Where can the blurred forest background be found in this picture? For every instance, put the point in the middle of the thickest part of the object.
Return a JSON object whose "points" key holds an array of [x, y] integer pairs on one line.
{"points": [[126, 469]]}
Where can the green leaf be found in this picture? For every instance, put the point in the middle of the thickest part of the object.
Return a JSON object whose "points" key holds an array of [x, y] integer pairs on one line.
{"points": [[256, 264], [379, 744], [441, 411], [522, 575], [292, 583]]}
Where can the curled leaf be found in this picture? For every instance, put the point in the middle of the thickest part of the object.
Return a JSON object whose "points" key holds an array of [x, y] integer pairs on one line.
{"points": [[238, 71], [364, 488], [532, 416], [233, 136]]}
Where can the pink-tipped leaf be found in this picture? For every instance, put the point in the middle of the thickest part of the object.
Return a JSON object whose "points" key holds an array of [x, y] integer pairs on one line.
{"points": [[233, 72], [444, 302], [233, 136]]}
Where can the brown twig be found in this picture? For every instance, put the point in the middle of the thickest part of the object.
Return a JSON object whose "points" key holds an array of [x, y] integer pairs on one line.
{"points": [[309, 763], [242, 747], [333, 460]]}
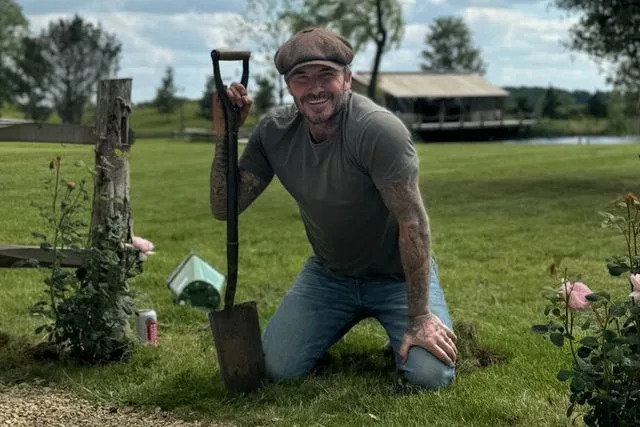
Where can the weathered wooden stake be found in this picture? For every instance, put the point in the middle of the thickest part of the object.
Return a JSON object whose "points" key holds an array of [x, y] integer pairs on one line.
{"points": [[111, 186]]}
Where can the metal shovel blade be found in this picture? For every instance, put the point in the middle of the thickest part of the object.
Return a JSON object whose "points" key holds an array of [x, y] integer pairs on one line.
{"points": [[236, 333]]}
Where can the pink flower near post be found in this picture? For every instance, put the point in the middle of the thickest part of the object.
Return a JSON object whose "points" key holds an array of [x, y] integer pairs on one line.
{"points": [[144, 246], [577, 292], [634, 279]]}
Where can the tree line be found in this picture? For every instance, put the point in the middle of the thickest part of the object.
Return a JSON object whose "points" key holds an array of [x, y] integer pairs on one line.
{"points": [[58, 69]]}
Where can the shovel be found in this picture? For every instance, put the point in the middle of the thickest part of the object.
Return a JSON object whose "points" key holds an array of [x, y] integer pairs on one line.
{"points": [[236, 331]]}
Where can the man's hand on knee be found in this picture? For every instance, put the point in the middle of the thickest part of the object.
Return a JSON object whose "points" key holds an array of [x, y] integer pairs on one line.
{"points": [[428, 331]]}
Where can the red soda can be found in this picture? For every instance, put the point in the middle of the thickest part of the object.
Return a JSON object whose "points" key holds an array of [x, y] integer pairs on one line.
{"points": [[147, 327]]}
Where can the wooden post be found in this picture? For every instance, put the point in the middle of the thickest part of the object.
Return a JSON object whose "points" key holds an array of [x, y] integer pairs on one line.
{"points": [[111, 186]]}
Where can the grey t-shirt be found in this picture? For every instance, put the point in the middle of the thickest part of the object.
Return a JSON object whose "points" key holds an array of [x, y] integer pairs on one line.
{"points": [[335, 182]]}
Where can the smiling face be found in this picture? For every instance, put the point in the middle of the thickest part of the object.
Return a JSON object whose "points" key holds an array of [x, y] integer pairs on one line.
{"points": [[319, 91]]}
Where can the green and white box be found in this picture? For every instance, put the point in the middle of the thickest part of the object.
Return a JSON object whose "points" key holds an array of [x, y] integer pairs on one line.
{"points": [[197, 283]]}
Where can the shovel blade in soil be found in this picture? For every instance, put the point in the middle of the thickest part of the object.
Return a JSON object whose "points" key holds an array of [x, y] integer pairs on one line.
{"points": [[236, 333]]}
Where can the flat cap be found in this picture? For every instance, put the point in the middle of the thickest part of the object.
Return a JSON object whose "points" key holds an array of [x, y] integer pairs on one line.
{"points": [[313, 46]]}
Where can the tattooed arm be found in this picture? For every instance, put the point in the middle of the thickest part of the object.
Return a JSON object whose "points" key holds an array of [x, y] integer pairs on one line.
{"points": [[249, 185], [424, 329]]}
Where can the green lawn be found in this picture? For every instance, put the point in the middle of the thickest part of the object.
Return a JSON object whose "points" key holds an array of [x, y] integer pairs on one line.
{"points": [[499, 213]]}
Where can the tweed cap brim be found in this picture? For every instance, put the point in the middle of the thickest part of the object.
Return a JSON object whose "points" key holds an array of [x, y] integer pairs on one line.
{"points": [[314, 62], [313, 44]]}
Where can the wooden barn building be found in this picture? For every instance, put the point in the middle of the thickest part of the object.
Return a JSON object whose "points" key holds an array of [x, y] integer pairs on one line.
{"points": [[444, 106]]}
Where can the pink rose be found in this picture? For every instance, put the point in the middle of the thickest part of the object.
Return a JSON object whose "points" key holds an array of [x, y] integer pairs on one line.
{"points": [[144, 246], [634, 279], [577, 292]]}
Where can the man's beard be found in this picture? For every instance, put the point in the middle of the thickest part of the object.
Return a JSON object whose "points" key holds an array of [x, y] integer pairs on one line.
{"points": [[338, 106]]}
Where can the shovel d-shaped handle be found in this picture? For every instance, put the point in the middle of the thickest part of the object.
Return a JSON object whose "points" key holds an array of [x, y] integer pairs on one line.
{"points": [[231, 122]]}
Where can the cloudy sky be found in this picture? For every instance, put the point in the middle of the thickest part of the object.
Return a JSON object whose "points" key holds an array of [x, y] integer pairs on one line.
{"points": [[519, 39]]}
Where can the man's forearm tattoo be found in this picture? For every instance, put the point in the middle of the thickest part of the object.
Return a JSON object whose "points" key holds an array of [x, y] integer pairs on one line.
{"points": [[404, 200], [249, 185]]}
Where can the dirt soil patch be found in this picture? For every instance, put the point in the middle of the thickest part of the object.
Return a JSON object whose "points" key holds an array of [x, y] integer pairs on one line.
{"points": [[36, 405]]}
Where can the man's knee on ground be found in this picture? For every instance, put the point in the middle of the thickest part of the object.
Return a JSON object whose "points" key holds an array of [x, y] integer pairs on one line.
{"points": [[423, 370]]}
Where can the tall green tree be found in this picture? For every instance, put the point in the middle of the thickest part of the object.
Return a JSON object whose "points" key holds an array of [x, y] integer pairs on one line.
{"points": [[13, 27], [597, 105], [263, 100], [608, 31], [166, 100], [78, 54], [265, 24], [361, 22], [550, 104], [449, 47], [33, 76]]}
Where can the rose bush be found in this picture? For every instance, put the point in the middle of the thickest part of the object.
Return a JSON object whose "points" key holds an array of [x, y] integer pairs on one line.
{"points": [[602, 332]]}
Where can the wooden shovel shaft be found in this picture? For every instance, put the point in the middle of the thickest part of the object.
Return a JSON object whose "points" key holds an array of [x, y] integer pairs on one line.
{"points": [[232, 123]]}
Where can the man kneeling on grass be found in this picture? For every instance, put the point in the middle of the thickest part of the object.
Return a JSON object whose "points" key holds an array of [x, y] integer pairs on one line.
{"points": [[352, 168]]}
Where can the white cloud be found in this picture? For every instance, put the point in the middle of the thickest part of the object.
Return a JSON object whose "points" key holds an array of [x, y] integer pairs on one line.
{"points": [[520, 39]]}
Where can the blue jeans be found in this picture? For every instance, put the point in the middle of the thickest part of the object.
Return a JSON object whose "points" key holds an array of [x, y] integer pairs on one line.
{"points": [[321, 307]]}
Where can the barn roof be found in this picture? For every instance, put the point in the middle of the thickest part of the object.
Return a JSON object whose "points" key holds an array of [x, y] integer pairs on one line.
{"points": [[432, 85]]}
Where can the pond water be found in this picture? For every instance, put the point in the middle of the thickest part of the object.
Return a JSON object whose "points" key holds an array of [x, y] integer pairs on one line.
{"points": [[575, 140]]}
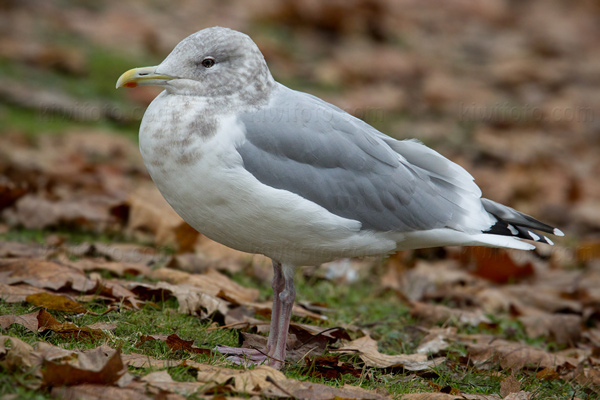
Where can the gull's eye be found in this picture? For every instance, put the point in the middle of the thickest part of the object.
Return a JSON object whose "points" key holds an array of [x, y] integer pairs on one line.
{"points": [[208, 62]]}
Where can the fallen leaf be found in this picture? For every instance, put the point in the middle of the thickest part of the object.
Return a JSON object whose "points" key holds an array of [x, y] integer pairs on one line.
{"points": [[436, 340], [330, 367], [561, 328], [176, 343], [17, 293], [150, 212], [317, 391], [212, 282], [428, 278], [509, 385], [114, 267], [16, 356], [437, 313], [44, 274], [56, 302], [252, 381], [67, 329], [511, 355], [98, 392], [144, 361], [496, 265], [34, 211], [366, 348], [163, 381], [97, 366], [25, 250], [521, 395], [29, 321]]}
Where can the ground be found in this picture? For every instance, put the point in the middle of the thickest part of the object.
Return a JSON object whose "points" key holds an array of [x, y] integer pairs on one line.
{"points": [[105, 292]]}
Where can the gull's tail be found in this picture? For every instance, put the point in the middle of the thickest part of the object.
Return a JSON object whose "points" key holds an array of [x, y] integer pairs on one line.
{"points": [[516, 224]]}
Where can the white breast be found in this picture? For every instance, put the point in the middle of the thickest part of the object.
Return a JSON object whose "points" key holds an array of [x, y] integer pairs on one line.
{"points": [[201, 175]]}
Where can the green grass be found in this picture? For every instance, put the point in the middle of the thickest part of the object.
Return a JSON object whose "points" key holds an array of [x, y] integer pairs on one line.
{"points": [[361, 304]]}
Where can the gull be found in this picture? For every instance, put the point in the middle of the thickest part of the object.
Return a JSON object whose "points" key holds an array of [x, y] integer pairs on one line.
{"points": [[265, 169]]}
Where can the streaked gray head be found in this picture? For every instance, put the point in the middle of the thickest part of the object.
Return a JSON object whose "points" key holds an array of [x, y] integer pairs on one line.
{"points": [[213, 62]]}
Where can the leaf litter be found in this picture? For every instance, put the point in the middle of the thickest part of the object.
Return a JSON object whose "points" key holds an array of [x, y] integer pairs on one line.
{"points": [[540, 311]]}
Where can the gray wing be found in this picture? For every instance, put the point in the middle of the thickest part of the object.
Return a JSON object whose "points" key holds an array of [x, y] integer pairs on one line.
{"points": [[306, 146]]}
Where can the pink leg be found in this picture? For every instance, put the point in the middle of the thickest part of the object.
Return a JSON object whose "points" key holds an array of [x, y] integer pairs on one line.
{"points": [[281, 321], [283, 300]]}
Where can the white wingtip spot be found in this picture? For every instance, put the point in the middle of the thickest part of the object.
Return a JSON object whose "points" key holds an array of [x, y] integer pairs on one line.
{"points": [[558, 232], [534, 236]]}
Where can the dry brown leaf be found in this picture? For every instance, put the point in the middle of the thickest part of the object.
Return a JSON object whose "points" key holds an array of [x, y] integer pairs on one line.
{"points": [[212, 282], [521, 395], [496, 265], [18, 293], [67, 329], [98, 392], [103, 326], [150, 212], [330, 367], [114, 267], [163, 381], [318, 391], [49, 352], [561, 328], [297, 310], [44, 274], [192, 300], [509, 385], [252, 381], [29, 321], [25, 250], [89, 211], [366, 348], [144, 361], [16, 356], [436, 340], [445, 396], [115, 290], [428, 278], [102, 365], [176, 343], [437, 313], [511, 355], [56, 302]]}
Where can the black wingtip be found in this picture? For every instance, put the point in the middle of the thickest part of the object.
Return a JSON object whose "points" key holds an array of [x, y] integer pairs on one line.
{"points": [[504, 228]]}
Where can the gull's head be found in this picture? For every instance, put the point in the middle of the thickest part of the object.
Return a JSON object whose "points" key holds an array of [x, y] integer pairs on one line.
{"points": [[212, 62]]}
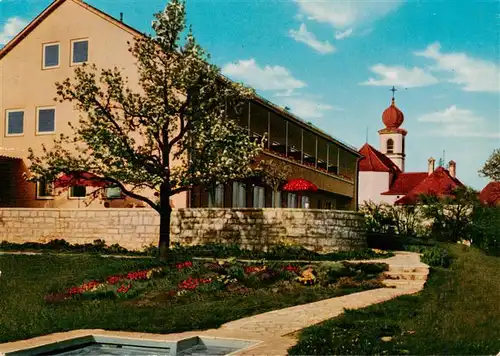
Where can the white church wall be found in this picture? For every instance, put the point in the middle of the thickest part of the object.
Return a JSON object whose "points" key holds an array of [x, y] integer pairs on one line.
{"points": [[371, 184]]}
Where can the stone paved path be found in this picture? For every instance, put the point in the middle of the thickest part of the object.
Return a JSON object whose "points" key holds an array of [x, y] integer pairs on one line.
{"points": [[273, 329]]}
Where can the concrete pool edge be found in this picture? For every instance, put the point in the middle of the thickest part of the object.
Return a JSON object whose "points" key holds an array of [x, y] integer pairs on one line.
{"points": [[99, 335]]}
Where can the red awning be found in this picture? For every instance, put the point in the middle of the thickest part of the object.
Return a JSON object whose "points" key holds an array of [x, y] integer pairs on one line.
{"points": [[79, 178], [299, 185]]}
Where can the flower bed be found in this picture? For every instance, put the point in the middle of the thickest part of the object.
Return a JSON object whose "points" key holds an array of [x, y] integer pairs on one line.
{"points": [[198, 279]]}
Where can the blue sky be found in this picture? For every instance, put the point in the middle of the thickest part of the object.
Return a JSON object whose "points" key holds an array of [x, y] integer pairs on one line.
{"points": [[333, 63]]}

TASK DETAILS:
Extract only the lines from the line containing "Where can the gull's head" through the final line of the records; keep both ends and drop every picture.

SOLUTION TO THE PROBLEM:
Where can the gull's head be found in this picture? For every instance, put the point in the middle of the thickest part of the object.
Return a JSON object whose "points" key holds an array of [x, y] integer pairs on one line.
{"points": [[212, 62]]}
Where can the white church wall be found in this picture? For every instance, put the point in the middle of the thickest part of the object.
Return a JSON object whose "points" key holds an array of [x, y] integer pairs on one line.
{"points": [[371, 184]]}
Where can the stone paved path be found in this picture? For every instance, put the point in the middle of the thickest part of the object.
Return a JSON object whose "points" key holds an array of [x, y] integer pairs on one line.
{"points": [[273, 329]]}
Where can the concrete pool edge be found in this picture? For every instance, put the point in the middle of the thickest part of the object.
Return a JSON object whose "points" key holds an array of [x, y] integer pairs on one line.
{"points": [[99, 335]]}
Where can the red awning be found in this picture? For every instance, put the point in the middle of the thickest part of the object.
Return a JSON object whose "points" key holds an array of [x, y] integer pairs on one line.
{"points": [[79, 178], [299, 185]]}
Where can the flower bed be found in this picture? For every instance, put the point in the middle of the thickest part of the object.
Return a JSON object whose "points" key holds an array of [x, y] integer pairs on one line.
{"points": [[198, 279]]}
Where can the blue sky be found in this picture? For every instance, put the point in the middle of the thickest part of the object.
Return a JSON object whose "points" key holds an array of [x, y] integer pairs on one line.
{"points": [[333, 63]]}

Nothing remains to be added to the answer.